Col. Glenn E. Duncan was commanding officer of the 353rd Fighter Group, the top ace in the Group and one of the top pilots in the Eighth Air Force with 19.5 aerial victories. He was shot down in Germany in July 1944 then traveled to Holland, where he evaded capture and worked with the Dutch resistance until the end of the war.

Walter C. Beckham was one of the top P-47 Thunderbolt aces and claimed 18 kills from September 1943 until February 1944 when he was shot down while strafing the Ostheim airfield. He was a prisoner in Stalag Luft III and Stalag XIII-D.

Lt. Col. Loren G. McCollom commanded the 353rd Fighter Squadron from August to November 1943 after commanding the 6lst Fighter Squadron, 56th Fighter Group. He was shot down by flak in November 1943 and was a prisoner at Stalag Luft I.

Lt. Col. Joseph A. Morris commanded the 353rd Fighter Group from the beginning to 16 August 1943, MIA.

Capt. Harrison B. "Bud" Tordoff was an Ace of the 353rd Fighter Group. He served two tours from October to December 1944 and March to May of 1945. During his second tour he was one few pilots in history to shoot down a Me 262 fighter jet. His aircraft, "Upupa Epops" survives him at the Flying Heritage & Combat Armor Museum in Everett, Washington.

PROMPT 1: Transcribe the passage of the pilot profiles starting at "Lt. Col. Joseph" and ending at "in Everett, Washington.".
PROMPT 2: According to the pilot profiles, why did Walter C. Beckham's string of kills end in February 1944?
The data that follows is not needed for this work.

MATERIAL PROVIDED:
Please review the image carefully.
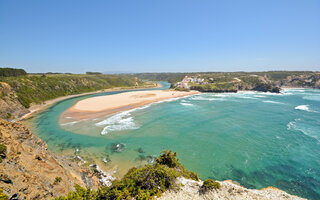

TASK ANSWER 1:
Lt. Col. Joseph A. Morris commanded the 353rd Fighter Group from the beginning to 16 August 1943, MIA.

Capt. Harrison B. "Bud" Tordoff was an Ace of the 353rd Fighter Group. He served two tours from October to December 1944 and March to May of 1945. During his second tour he was one few pilots in history to shoot down a Me 262 fighter jet. His aircraft, "Upupa Epops" survives him at the Flying Heritage & Combat Armor Museum in Everett, Washington.

TASK ANSWER 2: In February 1944 he was shot down while strafing the Ostheim airfield. He was then held as a prisoner in Stalag Luft III and Stalag XIII-D.